▶ [INSTRUCTION]:
Reproduce every entry below verbatim, omitting the pictures.

Start STORED RECORDS

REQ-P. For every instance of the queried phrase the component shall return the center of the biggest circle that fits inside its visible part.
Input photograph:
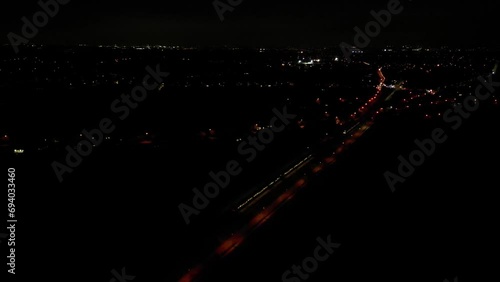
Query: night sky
(312, 23)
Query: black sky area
(256, 23)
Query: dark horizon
(255, 23)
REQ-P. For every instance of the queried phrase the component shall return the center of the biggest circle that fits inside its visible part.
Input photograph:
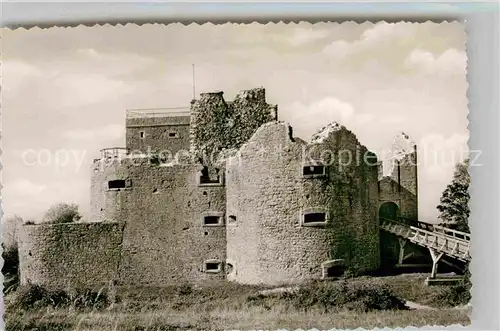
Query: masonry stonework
(236, 197)
(268, 193)
(398, 194)
(61, 255)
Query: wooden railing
(158, 112)
(113, 152)
(441, 241)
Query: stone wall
(268, 194)
(400, 188)
(160, 134)
(165, 241)
(217, 124)
(78, 254)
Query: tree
(10, 252)
(10, 227)
(62, 213)
(454, 203)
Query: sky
(65, 92)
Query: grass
(367, 302)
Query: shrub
(456, 295)
(10, 257)
(34, 296)
(62, 213)
(358, 297)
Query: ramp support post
(435, 259)
(402, 244)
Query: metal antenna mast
(194, 86)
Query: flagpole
(194, 87)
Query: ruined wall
(165, 241)
(267, 193)
(401, 188)
(167, 134)
(105, 203)
(79, 254)
(217, 124)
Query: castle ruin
(223, 190)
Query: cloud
(450, 62)
(108, 132)
(30, 199)
(302, 35)
(374, 37)
(386, 32)
(17, 73)
(308, 118)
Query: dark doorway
(388, 210)
(389, 245)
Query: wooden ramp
(439, 240)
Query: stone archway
(388, 210)
(389, 246)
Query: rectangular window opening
(208, 178)
(116, 184)
(313, 170)
(334, 271)
(212, 266)
(211, 220)
(315, 218)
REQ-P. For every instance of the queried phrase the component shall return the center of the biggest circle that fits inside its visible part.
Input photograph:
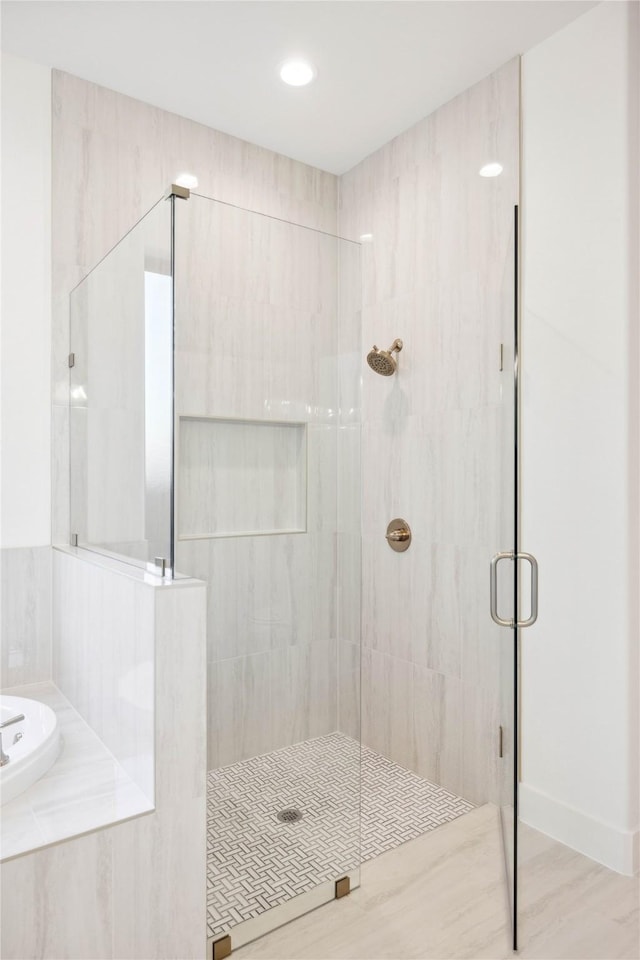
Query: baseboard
(615, 848)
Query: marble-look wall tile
(103, 658)
(25, 643)
(349, 688)
(240, 709)
(113, 894)
(303, 686)
(438, 719)
(242, 477)
(113, 158)
(438, 273)
(58, 903)
(387, 706)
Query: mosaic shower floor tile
(256, 861)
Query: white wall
(580, 749)
(25, 341)
(438, 273)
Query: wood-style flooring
(443, 896)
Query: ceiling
(381, 66)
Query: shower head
(383, 361)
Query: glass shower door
(267, 514)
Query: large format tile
(442, 896)
(25, 629)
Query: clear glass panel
(121, 397)
(268, 371)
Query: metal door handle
(533, 616)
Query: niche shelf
(241, 477)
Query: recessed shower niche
(241, 477)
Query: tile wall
(438, 273)
(258, 315)
(113, 893)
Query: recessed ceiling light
(491, 170)
(297, 73)
(188, 180)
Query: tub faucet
(16, 719)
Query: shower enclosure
(216, 382)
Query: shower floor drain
(290, 815)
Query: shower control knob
(398, 535)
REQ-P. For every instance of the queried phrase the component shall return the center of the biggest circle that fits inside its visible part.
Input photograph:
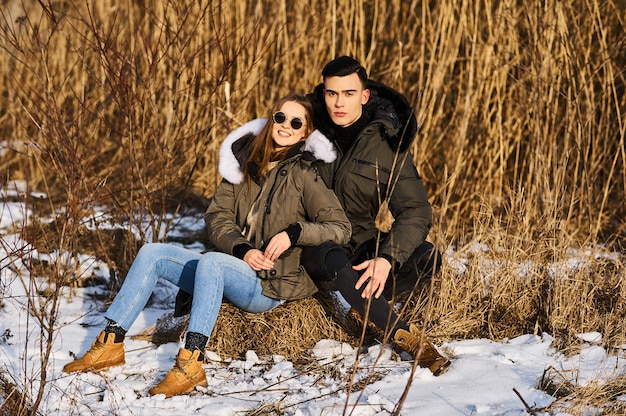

End STORED RECORDS

▶ [WRITTEN RESPONSE]:
REQ-P. For every instance of the queried phrase the component shall return the center of the biggest circle that fits inside its visible part.
Input photograph:
Query: night sky
(312, 23)
Query: black sky area
(256, 23)
Query: dark horizon
(255, 23)
REQ-P. For every instance of the queried phrase the component shall return the center of the biggest circle that fits inside its visible part.
Input photograph:
Query: masonry stonework
(236, 197)
(268, 193)
(398, 194)
(61, 255)
Query: wooden railing
(158, 112)
(113, 152)
(441, 241)
Query: stone wall
(268, 194)
(400, 188)
(160, 134)
(165, 241)
(217, 124)
(78, 254)
Query: tree
(10, 252)
(10, 227)
(62, 213)
(454, 203)
Query: sky
(65, 92)
Query: grass
(367, 302)
Query: shrub
(456, 295)
(10, 257)
(34, 296)
(62, 213)
(358, 297)
Query: ramp support post
(435, 259)
(402, 244)
Query: metal antenna mast
(194, 86)
Query: flagpole
(194, 87)
Query: ruined wall
(165, 241)
(267, 193)
(401, 188)
(167, 134)
(105, 203)
(79, 254)
(217, 124)
Query: castle ruin
(223, 190)
Query: cloud
(450, 62)
(108, 132)
(30, 199)
(302, 35)
(374, 37)
(386, 32)
(17, 73)
(308, 118)
Query: dark doorway
(388, 210)
(389, 245)
Query: wooden ramp
(439, 240)
Query: stone archway
(388, 210)
(389, 246)
Query: rectangular window opening
(208, 178)
(116, 184)
(313, 170)
(334, 271)
(212, 266)
(211, 220)
(315, 218)
REQ-P. For every instance of the queried phrase the component shall return the center of the biggest circle that fits inside its visible part.
Input photograph:
Query: baseboard
(615, 848)
Query: marble-look wall tile
(103, 658)
(25, 643)
(349, 688)
(240, 709)
(113, 894)
(303, 686)
(438, 719)
(242, 477)
(113, 158)
(438, 273)
(58, 903)
(387, 706)
Query: mosaic shower floor tile
(256, 861)
Query: white wall
(580, 749)
(25, 341)
(438, 273)
Query: wood-style flooring
(443, 896)
Query: ceiling
(381, 66)
Query: shower head
(383, 361)
Query: glass shower door
(267, 514)
Query: large format tile
(442, 896)
(25, 629)
Query: clear glass panel
(121, 397)
(268, 371)
Query: metal door handle
(533, 616)
Query: niche shelf
(241, 477)
Query: recessed shower niche
(241, 477)
Query: tile wall
(438, 273)
(258, 315)
(113, 893)
Query: recessed ceiling light
(491, 170)
(297, 73)
(188, 180)
Query: tub faucet
(16, 719)
Query: shower enclosure
(216, 382)
Query: shower floor drain
(290, 815)
Query: shower control knob
(398, 535)
REQ-P. For every instance of the queried phrase the component shall return the center of the biggest circle that fits inside its visible part.
Input photograph:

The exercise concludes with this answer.